- [Aufgabe 1] An welchem Tag wurde das fertige Paraplegiker-Zentrum laut dem Text über den Bau in Nottwil der Öffentlichkeit vorgestellt?
- [Aufgabe 2] Gib aus dem Text über den Bau in Nottwil alles von „Dank ihnen und“ bis hinunter zu „gegenseitiges Verständnis entsteht.“ wortgetreu wieder.

Dank ihnen und dank zahlreicher Gönnerinnen und Gönner kann die Stiftung den Bau des Schweizer Paraplegiker-Zentrums in Nottwil umsetzen. Weder der Bund noch einzelne Kantone beteiligen sich an den Baukosten. Am 12. März 1987 erfolgt der Spatenstich, am 6. September 1990 wird das fertige SPZ der Öffentlichkeit vorgestellt. Weit über 100 000 Besuchende erscheinen an den Tagen der offenen Tür. Die später preisgekrönte «Begegnungshalle» erweckt bereits viel Aufmerksamkeit: als zentral angelegter Ort, wo Menschen mit und ohne Querschnittlähmung aufeinandertreffen, sich austauschen und gegenseitiges Verständnis entsteht.

- [Erfasste Daten]
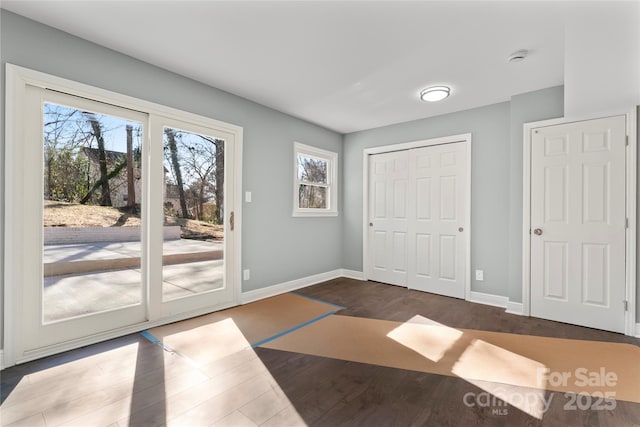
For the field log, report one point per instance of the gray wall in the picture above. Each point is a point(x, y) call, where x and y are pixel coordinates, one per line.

- [Antwort 1] Am 6. September 1990.

- [Antwort 2]
Dank ihnen und dank zahlreicher Gönnerinnen und Gönner kann die Stiftung den Bau des Schweizer Paraplegiker-Zentrums in Nottwil umsetzen. Weder der Bund noch einzelne Kantone beteiligen sich an den Baukosten. Am 12. März 1987 erfolgt der Spatenstich, am 6. September 1990 wird das fertige SPZ der Öffentlichkeit vorgestellt. Weit über 100 000 Besuchende erscheinen an den Tagen der offenen Tür. Die später preisgekrönte «Begegnungshalle» erweckt bereits viel Aufmerksamkeit: als zentral angelegter Ort, wo Menschen mit und ohne Querschnittlähmung aufeinandertreffen, sich austauschen und gegenseitiges Verständnis entsteht.